What is required :: Write out each entry, exactly the way it appears.

Records for this task ::
▶

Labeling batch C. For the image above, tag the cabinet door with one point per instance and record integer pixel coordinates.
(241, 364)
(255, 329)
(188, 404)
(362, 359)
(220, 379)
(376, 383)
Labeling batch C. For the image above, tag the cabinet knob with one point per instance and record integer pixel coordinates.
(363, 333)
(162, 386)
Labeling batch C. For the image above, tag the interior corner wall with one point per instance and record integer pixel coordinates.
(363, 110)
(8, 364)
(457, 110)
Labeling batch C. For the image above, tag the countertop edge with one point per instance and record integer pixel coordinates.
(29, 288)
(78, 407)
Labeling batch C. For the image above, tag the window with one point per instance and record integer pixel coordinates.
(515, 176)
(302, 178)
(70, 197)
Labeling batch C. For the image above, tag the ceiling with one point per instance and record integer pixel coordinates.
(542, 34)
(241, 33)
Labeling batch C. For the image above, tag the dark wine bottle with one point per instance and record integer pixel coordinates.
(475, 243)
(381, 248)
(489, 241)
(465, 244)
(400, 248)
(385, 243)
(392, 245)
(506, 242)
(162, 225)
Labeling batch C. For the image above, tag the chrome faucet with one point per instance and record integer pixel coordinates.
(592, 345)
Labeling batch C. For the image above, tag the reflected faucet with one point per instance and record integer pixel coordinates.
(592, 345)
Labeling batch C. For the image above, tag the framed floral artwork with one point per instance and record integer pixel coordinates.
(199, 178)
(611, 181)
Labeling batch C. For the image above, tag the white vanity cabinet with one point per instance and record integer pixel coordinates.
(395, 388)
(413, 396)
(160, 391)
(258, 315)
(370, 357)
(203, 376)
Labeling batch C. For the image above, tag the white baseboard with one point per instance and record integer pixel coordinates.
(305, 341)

◀

Solution ::
Labeling batch C. For the image above, tag the cabinet door with one point per instance and record integer pixel coordinates.
(241, 364)
(255, 329)
(188, 404)
(362, 359)
(220, 379)
(376, 383)
Labeling batch C. For the image above, tag the cabinet knob with one point per instance and record integer pixel coordinates.
(363, 333)
(162, 386)
Labeling batch C. For the image above, tag the interior corner wall with one point per instance and record integer pixel coordinates.
(363, 110)
(8, 364)
(457, 110)
Labeling batch C. For the image above, tag the countertop edge with one point per instance and record integer pixel coordinates.
(29, 288)
(78, 407)
Labeling batch C. For the image above, tag the window with one point per instance and record integer pixel coordinates.
(515, 176)
(302, 178)
(70, 197)
Labeling batch C. For the image above, tag the ceiling with one point per instance and record integer pixel coordinates.
(542, 34)
(241, 33)
Labeling batch C. For the image above, tag the dark wine bottle with one point per instance and record integer pixel coordinates.
(475, 243)
(381, 248)
(489, 241)
(465, 244)
(400, 248)
(385, 243)
(392, 245)
(506, 242)
(162, 225)
Labeling batch C. For the image above, tag the chrome faucet with one point per instance and record integer pixel coordinates.
(592, 345)
Labeling batch C. For the image above, tag the reflected faucet with one point per instance and record integer pixel coordinates.
(592, 345)
Labeling batch C. For the image above, tag the framed floral artwork with one point per instance and record integer pixel coordinates.
(199, 178)
(611, 181)
Labeling batch C. For the image above, tag the white vanity cabinet with one point per instance and record integer pixel coordinates.
(395, 388)
(413, 396)
(160, 391)
(258, 315)
(370, 357)
(203, 376)
Labeling batch C. For the image above, tag the white baseboard with one point per instance and record integer pixel coordinates.
(305, 341)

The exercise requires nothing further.